Provided text –

New Delhi, Feb 05: The human brain has the remarkable ability to pay attention to important objects and locations in our world while ignoring irrelevant ones. Although attention has been studied behaviourally for many decades, very little is known about how attention works in the brain. Unexplored territories include identifying brain regions that allow sustained attention on objects, brain regions that suppress irrelevant information, and brain processes that are disrupted in attention disorders.
A team of researchers led by Prof. SridharanDevarajan, an Associate Professor at the Centre for Neuroscience & Associate faculty in Computer Science and Automation, Indian Institute of Science (IISc), Bangalore, is seeking to find answers to these questions and develop therapies for treating attention disorders.
Prof. Sridharan, who was also a recipient of the Swarnajayanti fellowship for 2021, is employing combinations of cutting-edge, non-invasive technologies, including functional and diffusion Magnetic Resonance Imaging (fMRI/dMRI), Electro-Encephalography (EEG), and Trans-Magnetic and Electrical Stimulation (TMS/TES) to both record and perturb human brain activity in a targeted manner.
In recent work, he and his team have identified how particular brain regions – both in the neocortex (outermost layer of the brain) as well as in the deeper midbrain – contribute to attention. The group has shown that human participants with asymmetric wiring between the midbrain and the cortical hemispheres also show marked asymmetries in the way they pay attention.
In another study, they have shown that perturbing activity in a particular region in the neocortex (the parietal cortex) can affect participants’ ability to pay attention. To analyse and simulate how attention works in the brain, they also developed detailed mathematical and computational (deep learning) models of the neocortex and midbrain. This research has been published in various prestigious journals, including PLoS Computational Biology.

Provided information –
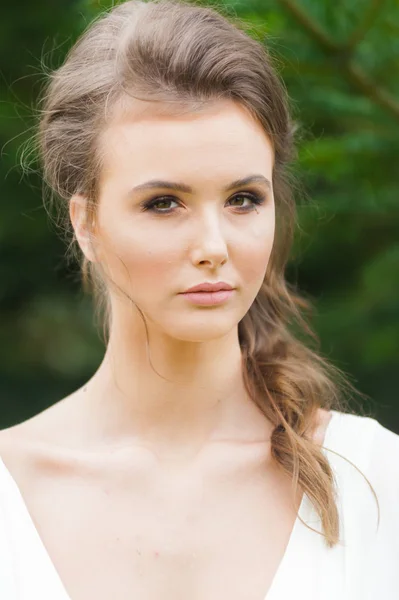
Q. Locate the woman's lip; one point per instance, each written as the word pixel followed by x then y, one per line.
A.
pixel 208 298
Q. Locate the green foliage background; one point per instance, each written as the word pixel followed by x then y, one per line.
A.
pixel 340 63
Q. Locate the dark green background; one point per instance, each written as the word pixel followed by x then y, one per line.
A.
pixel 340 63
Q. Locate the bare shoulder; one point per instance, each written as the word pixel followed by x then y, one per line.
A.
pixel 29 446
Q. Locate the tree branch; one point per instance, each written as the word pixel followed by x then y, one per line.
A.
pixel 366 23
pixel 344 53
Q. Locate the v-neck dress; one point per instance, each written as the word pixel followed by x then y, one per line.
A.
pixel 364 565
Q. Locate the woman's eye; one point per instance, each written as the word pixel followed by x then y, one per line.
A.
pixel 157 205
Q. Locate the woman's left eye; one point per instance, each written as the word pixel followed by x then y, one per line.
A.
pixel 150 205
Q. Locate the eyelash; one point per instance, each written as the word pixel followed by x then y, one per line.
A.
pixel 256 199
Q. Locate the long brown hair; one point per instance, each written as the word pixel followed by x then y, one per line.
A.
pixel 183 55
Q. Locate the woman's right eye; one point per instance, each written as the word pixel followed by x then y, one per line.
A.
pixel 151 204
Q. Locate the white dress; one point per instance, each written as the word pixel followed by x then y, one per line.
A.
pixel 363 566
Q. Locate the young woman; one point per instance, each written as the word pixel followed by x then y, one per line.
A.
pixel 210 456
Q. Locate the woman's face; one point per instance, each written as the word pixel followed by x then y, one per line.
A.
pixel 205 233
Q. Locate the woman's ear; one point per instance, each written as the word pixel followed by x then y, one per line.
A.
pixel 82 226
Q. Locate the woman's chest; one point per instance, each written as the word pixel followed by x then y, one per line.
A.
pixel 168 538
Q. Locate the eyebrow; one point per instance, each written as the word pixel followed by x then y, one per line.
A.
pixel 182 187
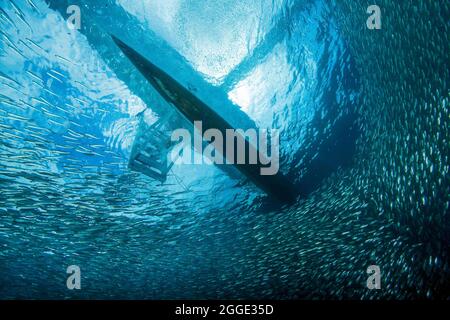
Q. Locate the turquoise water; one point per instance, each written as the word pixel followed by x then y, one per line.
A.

--

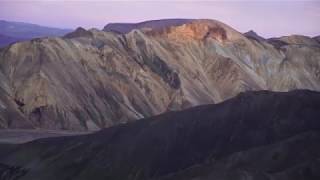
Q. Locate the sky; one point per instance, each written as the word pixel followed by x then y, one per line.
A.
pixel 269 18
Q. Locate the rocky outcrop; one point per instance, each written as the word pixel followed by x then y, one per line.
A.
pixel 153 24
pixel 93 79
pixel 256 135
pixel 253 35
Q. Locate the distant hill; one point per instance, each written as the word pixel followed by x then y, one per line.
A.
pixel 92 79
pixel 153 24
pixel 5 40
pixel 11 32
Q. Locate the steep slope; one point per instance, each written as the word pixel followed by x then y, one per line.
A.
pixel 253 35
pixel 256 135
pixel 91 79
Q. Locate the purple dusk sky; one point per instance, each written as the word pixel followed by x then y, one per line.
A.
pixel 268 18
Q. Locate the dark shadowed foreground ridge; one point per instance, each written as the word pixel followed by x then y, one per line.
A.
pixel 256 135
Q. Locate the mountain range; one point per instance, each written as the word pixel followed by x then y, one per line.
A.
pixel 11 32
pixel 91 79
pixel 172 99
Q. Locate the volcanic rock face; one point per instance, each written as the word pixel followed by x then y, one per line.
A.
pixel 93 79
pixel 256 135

Tasks to perform –
(A) Using the text on brain attention research, answer each question below.
(i) Which fellowship did Prof. Sridharan receive, and for which year?
(ii) In one study, activity in which region of the neocortex was perturbed?
(iii) Which journal does the text name as having published this research?
(B) Write a continuation of the brain attention research text, starting right after its final sentence.

Results –
(A)
(i) The Swarnajayanti fellowship, for 2021.
(ii) The parietal cortex.
(iii) PLoS Computational Biology.

(B)
“While these studies from our group and others have hinted at the role of several brain regions in attention, very few have experimentally established these links directly. As part of the Swarnajayanti Fellowship, our lab will seek to understand “causal” mechanisms of attention in the brain. We will follow a three-pronged approach,” said Prof. Sridharan.
First, they will track changes in the structure, activity, and connectivity between specific brain regions (“neuroplasticity”) when participants are learning to pay attention. Measuring such neuroplastic changes in the brain may have key implications for testing the effectiveness of interventions for managing attention disorders, both in children and adults.
Second, they will develop brain-machine interface technologies that can be used to train participants to voluntarily control activity in attention-related brain regions (“neurofeedback”). They will then try to find out whether achieving such neurofeedback control improves participants’ attention abilities. This type of interface may be developed into a non-invasive tool for training attention capacities in healthy individuals, as well as in patients with attention disorders.
Third, they will perturb and image brain activity in real-time, with millisecond precision (“neurostimulation”), to identify the role of brain regions in attention. This technology may be adopted in clinical settings for targeting brain regions implicated in disorders of attention, such as attention deficit disorder (ADD).
The experiments will be carried out at the state-of-the-art JN Tata National MRI facility at the Indian Institute of Science (IISc).
“Broadly, the research findings from this proposal will advance our fundamental understanding of key principles by which attention works in the human brain and may pave the way for developing rational strategies to manage and treat attention disorders,” added Prof. Sridharan. (India Science Wire)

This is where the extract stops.